Input
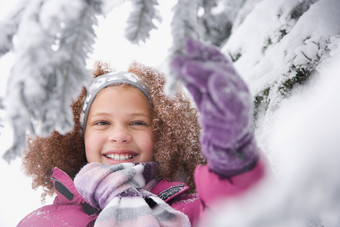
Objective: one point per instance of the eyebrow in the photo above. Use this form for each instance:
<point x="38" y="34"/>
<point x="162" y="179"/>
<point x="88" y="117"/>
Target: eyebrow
<point x="134" y="114"/>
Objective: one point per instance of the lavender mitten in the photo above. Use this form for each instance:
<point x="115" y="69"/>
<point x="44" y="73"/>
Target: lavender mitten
<point x="225" y="106"/>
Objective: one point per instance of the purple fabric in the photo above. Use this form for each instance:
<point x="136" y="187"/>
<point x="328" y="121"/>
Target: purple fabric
<point x="210" y="188"/>
<point x="122" y="191"/>
<point x="225" y="106"/>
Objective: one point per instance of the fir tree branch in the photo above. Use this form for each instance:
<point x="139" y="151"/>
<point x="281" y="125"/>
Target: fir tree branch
<point x="183" y="26"/>
<point x="141" y="20"/>
<point x="50" y="67"/>
<point x="8" y="28"/>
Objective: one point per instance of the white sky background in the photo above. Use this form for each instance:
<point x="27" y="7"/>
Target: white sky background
<point x="301" y="138"/>
<point x="16" y="195"/>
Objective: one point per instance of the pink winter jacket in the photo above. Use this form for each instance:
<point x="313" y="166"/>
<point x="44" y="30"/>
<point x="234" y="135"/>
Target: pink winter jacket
<point x="71" y="209"/>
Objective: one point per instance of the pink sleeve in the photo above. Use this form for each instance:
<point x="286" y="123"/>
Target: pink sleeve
<point x="211" y="187"/>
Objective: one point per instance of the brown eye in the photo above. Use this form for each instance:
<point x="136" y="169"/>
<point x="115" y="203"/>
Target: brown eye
<point x="101" y="123"/>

What to do
Do not copy the pictures, but repeat every line exactly.

Full solution
Objective: one point per instance of the eyebrow in the photo above. Use this form for each instance:
<point x="38" y="34"/>
<point x="162" y="179"/>
<point x="88" y="117"/>
Target: eyebrow
<point x="134" y="114"/>
Objective: one point per instance of the lavender mitten in the photo above. Use this form for each instance:
<point x="115" y="69"/>
<point x="44" y="73"/>
Target: lavender mitten
<point x="225" y="106"/>
Objective: one point per instance of the purple fabric in the photo above. Use this form for each instance:
<point x="136" y="187"/>
<point x="328" y="121"/>
Target: purple fabric
<point x="210" y="188"/>
<point x="122" y="191"/>
<point x="225" y="106"/>
Objective: one point per instance of the fir tree branch in the photo above. Use this form for each instance:
<point x="139" y="151"/>
<point x="281" y="125"/>
Target: fir tree branch
<point x="183" y="26"/>
<point x="141" y="20"/>
<point x="50" y="67"/>
<point x="8" y="28"/>
Objective: one point per instance of the white sky background in the photo above. Use this form for each instance:
<point x="27" y="7"/>
Target: white sky background
<point x="301" y="138"/>
<point x="16" y="195"/>
Objective: one point per instance of the pink winter jacket in the photo above. Use this form for each instance:
<point x="313" y="166"/>
<point x="44" y="30"/>
<point x="234" y="135"/>
Target: pink winter jacket
<point x="71" y="209"/>
Objective: one point per instance of the pink sleeve in the photo above. Use this form for each instance:
<point x="286" y="123"/>
Target: pink sleeve
<point x="211" y="187"/>
Objective: one point per instance of the brown eye in the photo above. Use this form for each instance:
<point x="136" y="169"/>
<point x="115" y="203"/>
Target: brown eye
<point x="101" y="123"/>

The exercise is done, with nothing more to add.